[Start of Attachment]

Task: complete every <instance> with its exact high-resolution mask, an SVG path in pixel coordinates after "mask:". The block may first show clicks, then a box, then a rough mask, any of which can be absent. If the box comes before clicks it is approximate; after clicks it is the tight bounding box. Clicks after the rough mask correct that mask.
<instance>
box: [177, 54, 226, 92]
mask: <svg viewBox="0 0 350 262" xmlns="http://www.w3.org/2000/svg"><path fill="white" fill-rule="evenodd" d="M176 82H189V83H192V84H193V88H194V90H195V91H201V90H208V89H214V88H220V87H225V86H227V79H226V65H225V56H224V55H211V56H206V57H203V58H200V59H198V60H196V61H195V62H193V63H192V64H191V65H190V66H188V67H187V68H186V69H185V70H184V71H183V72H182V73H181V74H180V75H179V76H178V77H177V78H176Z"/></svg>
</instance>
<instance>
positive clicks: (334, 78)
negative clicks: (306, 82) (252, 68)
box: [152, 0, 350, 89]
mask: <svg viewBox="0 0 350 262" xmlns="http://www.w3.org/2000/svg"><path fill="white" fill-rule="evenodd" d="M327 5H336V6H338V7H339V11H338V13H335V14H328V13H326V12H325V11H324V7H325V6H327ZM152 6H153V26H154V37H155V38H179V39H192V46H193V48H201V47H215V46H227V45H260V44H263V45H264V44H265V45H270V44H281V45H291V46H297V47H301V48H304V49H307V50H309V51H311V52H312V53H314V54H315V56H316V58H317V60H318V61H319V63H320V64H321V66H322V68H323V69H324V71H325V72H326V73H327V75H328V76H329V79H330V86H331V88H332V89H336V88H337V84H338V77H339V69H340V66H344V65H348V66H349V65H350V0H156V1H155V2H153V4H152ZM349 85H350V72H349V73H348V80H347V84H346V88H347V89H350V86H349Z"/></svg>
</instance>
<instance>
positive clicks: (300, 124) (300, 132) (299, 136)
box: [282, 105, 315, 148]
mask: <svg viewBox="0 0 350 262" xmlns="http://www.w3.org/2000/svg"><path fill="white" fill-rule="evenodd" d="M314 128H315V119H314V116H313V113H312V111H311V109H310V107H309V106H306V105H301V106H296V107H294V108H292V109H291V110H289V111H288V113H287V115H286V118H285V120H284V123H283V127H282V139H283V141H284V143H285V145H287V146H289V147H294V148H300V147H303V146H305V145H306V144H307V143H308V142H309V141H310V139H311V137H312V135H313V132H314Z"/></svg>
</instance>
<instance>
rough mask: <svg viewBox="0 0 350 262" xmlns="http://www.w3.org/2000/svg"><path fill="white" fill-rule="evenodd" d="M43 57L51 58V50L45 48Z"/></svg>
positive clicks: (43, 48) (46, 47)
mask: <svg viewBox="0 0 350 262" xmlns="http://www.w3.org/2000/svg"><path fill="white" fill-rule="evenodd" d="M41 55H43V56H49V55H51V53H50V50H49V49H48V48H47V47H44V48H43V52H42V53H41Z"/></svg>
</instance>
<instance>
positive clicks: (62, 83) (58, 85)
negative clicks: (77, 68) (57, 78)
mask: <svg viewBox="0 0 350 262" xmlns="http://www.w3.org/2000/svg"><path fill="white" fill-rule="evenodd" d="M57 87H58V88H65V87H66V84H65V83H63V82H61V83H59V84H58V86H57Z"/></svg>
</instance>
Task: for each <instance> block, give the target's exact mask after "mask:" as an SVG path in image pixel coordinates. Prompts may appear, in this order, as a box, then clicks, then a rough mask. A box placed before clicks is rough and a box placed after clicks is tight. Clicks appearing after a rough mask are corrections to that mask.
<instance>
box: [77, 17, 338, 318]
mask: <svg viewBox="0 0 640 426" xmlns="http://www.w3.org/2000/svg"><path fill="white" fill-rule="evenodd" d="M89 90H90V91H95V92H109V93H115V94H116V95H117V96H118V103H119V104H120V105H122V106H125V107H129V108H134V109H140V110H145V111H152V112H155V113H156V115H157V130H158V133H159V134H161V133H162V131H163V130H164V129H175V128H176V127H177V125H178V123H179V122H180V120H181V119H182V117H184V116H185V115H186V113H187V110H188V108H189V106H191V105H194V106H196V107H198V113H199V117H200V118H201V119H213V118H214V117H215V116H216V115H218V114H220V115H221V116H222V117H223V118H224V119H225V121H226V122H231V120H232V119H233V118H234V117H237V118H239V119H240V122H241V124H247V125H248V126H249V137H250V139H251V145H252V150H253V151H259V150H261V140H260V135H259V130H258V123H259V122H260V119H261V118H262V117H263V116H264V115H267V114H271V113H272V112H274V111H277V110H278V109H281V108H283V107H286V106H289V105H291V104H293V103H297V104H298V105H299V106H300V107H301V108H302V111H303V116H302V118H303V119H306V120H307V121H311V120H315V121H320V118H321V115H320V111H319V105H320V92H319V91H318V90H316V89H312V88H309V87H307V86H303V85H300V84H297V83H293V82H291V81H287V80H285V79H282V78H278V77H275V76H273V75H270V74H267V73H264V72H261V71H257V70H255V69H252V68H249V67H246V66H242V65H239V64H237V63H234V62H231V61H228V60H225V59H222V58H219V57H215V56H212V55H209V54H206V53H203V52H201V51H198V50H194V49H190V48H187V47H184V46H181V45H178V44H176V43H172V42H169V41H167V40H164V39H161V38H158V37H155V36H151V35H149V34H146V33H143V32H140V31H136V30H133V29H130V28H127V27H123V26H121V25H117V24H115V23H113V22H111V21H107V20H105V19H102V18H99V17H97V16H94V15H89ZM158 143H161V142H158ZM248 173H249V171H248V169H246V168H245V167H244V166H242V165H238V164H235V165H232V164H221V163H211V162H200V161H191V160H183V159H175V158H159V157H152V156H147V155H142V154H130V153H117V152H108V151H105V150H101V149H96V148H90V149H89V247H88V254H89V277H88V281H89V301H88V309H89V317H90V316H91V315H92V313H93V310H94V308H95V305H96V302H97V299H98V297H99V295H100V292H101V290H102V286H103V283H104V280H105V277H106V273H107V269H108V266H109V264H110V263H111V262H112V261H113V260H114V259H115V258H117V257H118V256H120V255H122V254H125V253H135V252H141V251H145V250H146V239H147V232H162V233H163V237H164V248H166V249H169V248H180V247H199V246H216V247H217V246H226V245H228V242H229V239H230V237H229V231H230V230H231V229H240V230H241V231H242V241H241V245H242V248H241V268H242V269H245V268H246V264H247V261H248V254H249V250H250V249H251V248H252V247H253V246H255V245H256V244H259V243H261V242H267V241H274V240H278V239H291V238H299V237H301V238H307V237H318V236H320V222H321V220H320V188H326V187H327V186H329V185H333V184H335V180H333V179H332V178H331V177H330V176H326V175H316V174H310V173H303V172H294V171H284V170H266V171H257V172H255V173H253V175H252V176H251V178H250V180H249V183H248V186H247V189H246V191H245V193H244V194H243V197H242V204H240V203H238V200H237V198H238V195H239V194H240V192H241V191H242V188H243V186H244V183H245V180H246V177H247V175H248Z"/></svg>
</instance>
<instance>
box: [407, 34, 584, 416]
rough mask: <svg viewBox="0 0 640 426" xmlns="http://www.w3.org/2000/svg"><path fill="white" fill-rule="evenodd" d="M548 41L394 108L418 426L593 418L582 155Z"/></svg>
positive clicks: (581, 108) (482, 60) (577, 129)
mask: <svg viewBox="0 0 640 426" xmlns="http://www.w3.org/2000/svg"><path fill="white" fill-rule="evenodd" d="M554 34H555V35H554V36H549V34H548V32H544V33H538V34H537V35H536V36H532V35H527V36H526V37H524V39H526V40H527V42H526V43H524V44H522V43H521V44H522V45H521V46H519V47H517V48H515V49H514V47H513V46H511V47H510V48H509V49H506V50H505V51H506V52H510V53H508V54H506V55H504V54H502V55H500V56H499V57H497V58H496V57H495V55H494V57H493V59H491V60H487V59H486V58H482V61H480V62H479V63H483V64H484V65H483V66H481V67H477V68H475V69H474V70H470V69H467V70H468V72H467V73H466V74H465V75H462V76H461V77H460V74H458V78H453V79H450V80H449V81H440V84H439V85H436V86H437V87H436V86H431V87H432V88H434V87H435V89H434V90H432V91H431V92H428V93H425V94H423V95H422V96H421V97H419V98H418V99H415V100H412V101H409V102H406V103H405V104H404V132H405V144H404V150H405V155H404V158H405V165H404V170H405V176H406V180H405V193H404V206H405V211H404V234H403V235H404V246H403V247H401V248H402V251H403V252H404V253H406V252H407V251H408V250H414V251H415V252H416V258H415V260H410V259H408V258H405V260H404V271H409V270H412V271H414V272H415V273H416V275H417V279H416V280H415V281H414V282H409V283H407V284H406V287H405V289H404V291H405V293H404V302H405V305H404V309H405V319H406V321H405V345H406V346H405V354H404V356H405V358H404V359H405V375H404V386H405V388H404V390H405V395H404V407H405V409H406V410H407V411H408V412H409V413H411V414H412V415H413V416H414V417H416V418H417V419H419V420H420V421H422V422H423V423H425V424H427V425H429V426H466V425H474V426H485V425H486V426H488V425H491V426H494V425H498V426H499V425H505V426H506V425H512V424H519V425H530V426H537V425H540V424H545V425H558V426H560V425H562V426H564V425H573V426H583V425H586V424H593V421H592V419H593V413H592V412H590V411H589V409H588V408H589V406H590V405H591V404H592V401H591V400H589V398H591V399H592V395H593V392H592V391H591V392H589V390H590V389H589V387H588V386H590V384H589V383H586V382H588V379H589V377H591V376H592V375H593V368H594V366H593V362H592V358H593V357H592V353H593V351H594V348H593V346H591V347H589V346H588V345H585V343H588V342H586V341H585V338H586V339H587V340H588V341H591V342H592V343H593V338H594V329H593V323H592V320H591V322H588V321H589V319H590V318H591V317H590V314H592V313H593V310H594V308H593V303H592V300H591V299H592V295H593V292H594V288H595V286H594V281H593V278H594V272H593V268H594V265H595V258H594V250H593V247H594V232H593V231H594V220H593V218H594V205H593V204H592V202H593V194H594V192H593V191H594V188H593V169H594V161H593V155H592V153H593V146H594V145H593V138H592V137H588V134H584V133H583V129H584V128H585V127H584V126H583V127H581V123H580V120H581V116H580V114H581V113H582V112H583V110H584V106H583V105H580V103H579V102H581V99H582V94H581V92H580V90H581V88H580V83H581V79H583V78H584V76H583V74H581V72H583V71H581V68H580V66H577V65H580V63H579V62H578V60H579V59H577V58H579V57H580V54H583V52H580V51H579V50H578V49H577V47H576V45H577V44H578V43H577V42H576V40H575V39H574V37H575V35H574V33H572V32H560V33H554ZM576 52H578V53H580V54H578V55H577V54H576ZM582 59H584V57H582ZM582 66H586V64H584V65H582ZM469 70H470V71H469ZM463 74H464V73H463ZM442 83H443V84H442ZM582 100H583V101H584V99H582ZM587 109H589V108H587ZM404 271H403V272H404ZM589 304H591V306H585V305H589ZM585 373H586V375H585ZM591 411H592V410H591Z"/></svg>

[End of Attachment]

*Task brief*
Find every line in the items that contains the string "tight" and copy each one in full. Case counts.

*Solution to this problem*
Task: complete every <instance> with its exact high-resolution mask, an SVG path in pixel coordinates after "mask:". The block may first show clicks, then a box, then a rough mask, any of which can be absent. If the box comes before clicks it is approximate; after clicks it is the tight bounding box. Clicks after the rough mask correct that mask.
Task: for each <instance> block, give the target's exact mask after "mask:" as an SVG path in image pixel coordinates. Prompts may appear, in this order, as a box, then clicks, then a rough mask. A box placed before clicks is rough and a box placed after clicks is tight. Clicks appearing after a rough mask are corrections to that mask.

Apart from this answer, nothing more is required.